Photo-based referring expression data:
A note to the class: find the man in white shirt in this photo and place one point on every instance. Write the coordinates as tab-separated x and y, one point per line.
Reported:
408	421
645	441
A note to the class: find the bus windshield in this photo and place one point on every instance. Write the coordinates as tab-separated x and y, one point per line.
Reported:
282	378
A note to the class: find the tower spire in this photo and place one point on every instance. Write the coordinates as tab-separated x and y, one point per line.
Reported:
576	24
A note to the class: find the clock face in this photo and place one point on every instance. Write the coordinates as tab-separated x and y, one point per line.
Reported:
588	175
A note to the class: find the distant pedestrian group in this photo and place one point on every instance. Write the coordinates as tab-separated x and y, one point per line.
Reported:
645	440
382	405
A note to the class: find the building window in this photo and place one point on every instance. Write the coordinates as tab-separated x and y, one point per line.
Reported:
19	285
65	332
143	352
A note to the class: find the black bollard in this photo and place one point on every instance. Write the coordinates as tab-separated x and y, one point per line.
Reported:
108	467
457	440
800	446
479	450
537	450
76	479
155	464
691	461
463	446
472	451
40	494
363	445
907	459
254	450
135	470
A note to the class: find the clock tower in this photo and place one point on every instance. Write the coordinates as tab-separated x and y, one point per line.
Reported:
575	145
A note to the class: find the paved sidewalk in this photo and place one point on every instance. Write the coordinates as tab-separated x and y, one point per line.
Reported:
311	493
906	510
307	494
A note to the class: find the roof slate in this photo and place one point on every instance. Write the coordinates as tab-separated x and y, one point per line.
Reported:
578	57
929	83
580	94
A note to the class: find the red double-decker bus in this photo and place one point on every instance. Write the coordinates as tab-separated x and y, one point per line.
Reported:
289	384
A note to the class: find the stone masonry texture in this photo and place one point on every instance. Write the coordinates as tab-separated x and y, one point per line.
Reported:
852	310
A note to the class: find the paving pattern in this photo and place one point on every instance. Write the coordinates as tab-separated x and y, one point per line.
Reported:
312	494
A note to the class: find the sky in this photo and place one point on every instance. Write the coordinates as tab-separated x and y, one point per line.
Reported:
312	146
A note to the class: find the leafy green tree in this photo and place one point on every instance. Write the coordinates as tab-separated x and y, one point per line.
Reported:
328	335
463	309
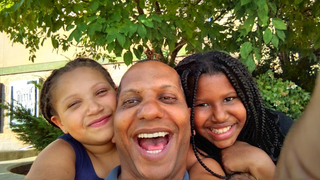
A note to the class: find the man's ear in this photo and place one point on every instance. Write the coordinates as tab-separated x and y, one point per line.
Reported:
56	120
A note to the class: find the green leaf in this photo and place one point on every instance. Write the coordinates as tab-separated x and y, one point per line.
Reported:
137	53
248	24
116	16
244	2
260	3
94	6
317	43
273	6
54	42
279	24
110	47
142	31
128	58
257	54
121	39
92	18
245	49
77	7
281	35
297	1
69	27
147	22
249	62
132	29
267	36
82	27
275	41
76	34
16	6
263	16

ASSIGNMENT: With the pictures left out, output all the entries exactly.

SOLUTION TO THIS TASK:
A note to the class: find the man in white shirt in this photo and place one point on every instance. Write the coordinates as tab-separated x and y, one point per line.
Reported:
408	421
645	441
A note to the class: find the bus windshield in this photo and place one point on every instance. Write the coordinates as tab-separated x and y, one point per line.
Reported:
282	378
A note to the class: find the tower spire in this photo and place one point on every instance. Write the coordinates as tab-separated x and y, one point per line.
Reported:
576	24
A note to the class: find the clock face in this photo and place one point on every instance. Write the coordinates as tab-separated x and y, one point per line.
Reported:
588	175
A note to the class: find the distant pedestrian group in this photo and place one point on every instance. Write the coordinates as tab-separated x and y, one point per line.
Reported:
645	440
382	405
A note to the class: find the building window in this photo and place one point on every instance. Write the coordinates as tab-separated x and y, one point per line.
Reported:
19	285
65	332
143	352
A note to the class: find the black bollard in this photo and place one point on every instance. Write the coordinates as tab-separated x and y, one point per line.
Reported:
108	467
457	440
800	446
479	450
537	450
76	479
155	464
691	461
463	446
472	451
40	494
363	445
907	459
254	450
135	470
A note to the class: find the clock tower in this photo and place one point on every instance. Write the coordinates as tab-separated x and y, one point per line.
Reported:
575	145
A note to the class: find the paved sidewalk in this photo and place one point on every instance. Write the coordinates as tab-separated x and y, one point per line.
Reported:
311	493
906	510
307	494
A note to the class: find the roof slate in this photo and place one point on every instance. Write the coordinates as tab-separated x and y, one point per line.
Reported:
578	57
929	83
580	94
A note to the class: find the red double-decker bus in this photo and place one point on every instance. Write the coordinates as tab-separated x and y, one point per line.
Reported:
289	384
A note to the class: find the stone masonry texture in this photo and place one point on every instance. Write the coordinates as tab-separated x and y, one point per line.
Reported:
852	310
A note to the class: find the paving pattern in this photo and place one point on every instance. Write the coordinates as tab-separated x and y, one point per line.
Reported:
312	494
A note to the class: find the sky in this photo and place one point on every instance. Write the coordinates as tab-separated x and y, one point per line.
Reported:
312	146
A note to the class: find the leafy green tree in this photo and place one point on every instance. Write the coordinates as tab-separated x and y, one point per line.
Reported:
328	335
463	309
A note to the class: find the man's ear in this photo and place one point on every instance. Write the coordinates as tab-separated x and y, one point per line.
Reported:
56	120
A note to the class: find the green leaf in this photo and place one point on every instance. Write the coordinates as tab-separated x and y, one point per line.
Reported:
137	53
248	24
116	16
244	2
260	3
94	6
317	43
273	6
54	42
279	24
110	47
142	31
128	58
257	54
121	39
92	18
245	49
77	7
281	35
297	1
69	27
147	22
249	62
132	29
267	36
82	27
275	41
76	34
16	6
263	16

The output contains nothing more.